◆ WRITTEN PROBLEM
Format the records from the line containing "Could you verify whether any industrial" down to the line containing "[267, 24, 412, 199]", both included, as a two-column CSV with columns named text and answer. Each row should hold one text and the answer that follows it, each in a single quoted field with any line breaks replaced by spaces.

Rows from a box-labeling dataset
┏━━

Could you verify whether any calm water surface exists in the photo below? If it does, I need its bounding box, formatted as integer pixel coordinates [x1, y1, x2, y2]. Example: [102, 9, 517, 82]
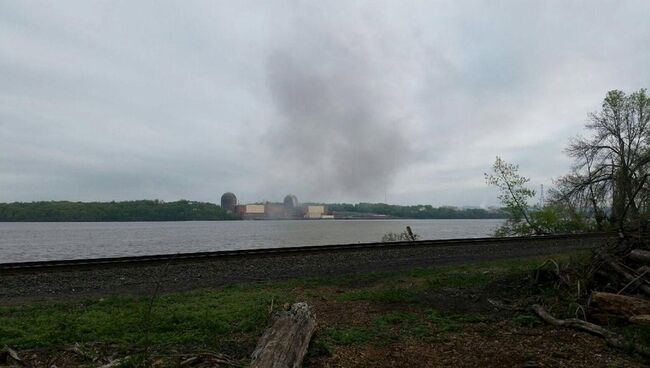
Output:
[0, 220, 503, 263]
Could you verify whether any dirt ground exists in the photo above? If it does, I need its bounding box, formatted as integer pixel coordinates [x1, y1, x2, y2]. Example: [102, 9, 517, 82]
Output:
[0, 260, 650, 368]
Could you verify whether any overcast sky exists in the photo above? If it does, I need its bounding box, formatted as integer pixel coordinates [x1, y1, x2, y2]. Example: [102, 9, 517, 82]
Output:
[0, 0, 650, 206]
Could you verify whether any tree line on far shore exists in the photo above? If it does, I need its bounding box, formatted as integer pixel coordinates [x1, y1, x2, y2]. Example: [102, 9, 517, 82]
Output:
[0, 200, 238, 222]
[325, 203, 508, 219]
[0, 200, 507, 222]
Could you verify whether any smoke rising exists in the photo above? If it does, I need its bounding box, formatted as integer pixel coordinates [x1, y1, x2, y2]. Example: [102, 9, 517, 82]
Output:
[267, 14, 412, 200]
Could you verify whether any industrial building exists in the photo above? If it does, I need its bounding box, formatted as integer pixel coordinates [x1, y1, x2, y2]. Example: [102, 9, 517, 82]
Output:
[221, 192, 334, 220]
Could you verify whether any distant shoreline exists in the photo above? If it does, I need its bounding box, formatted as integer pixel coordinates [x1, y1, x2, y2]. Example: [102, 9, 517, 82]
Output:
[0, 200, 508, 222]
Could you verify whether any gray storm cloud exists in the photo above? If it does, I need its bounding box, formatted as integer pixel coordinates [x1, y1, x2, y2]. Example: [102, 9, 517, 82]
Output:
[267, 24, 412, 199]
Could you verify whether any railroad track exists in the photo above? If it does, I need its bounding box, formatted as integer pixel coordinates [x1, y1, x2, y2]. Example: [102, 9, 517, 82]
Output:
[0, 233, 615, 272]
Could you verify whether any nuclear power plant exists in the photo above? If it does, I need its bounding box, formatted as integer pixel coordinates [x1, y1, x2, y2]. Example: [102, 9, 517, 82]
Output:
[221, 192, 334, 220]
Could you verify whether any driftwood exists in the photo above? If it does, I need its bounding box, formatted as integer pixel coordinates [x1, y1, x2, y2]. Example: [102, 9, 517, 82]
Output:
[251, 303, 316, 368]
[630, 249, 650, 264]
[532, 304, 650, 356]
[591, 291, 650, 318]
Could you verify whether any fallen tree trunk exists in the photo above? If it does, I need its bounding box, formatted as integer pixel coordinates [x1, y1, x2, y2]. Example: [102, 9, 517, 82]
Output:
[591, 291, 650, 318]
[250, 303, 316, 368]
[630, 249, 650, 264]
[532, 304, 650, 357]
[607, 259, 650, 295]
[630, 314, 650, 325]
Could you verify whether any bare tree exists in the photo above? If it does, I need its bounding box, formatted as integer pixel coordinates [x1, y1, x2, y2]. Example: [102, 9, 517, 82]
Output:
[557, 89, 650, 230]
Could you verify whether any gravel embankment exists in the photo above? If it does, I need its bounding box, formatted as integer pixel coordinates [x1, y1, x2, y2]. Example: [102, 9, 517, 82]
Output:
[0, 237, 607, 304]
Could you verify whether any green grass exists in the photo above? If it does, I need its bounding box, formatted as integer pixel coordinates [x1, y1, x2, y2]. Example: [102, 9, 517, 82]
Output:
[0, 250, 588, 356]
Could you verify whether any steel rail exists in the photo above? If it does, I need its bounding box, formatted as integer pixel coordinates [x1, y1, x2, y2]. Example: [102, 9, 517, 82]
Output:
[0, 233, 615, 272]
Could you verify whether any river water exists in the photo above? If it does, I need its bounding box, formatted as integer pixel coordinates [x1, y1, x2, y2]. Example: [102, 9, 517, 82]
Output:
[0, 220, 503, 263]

┗━━

◆ TASK ANSWER
text,answer
"Could you verify whether any industrial building exists in the photo above? If it does, I need its bounding box, formatted as integer pixel coordinates [x1, y1, x2, y2]. Example: [102, 9, 517, 82] Output:","[221, 192, 334, 220]"
"Could you verify whether any distant shoreline exists in the photo above? If it does, I need its bounding box, formatted as integer pixel coordinates [x1, y1, x2, y2]. Example: [102, 9, 517, 82] Output:","[0, 200, 508, 222]"
"Could you verify whether any gray storm cloud exists in the photo above? If it does, I need its bounding box, formatted as integer pixel coordinates [x1, y1, x2, y2]. Example: [102, 9, 517, 82] Output:","[267, 24, 412, 199]"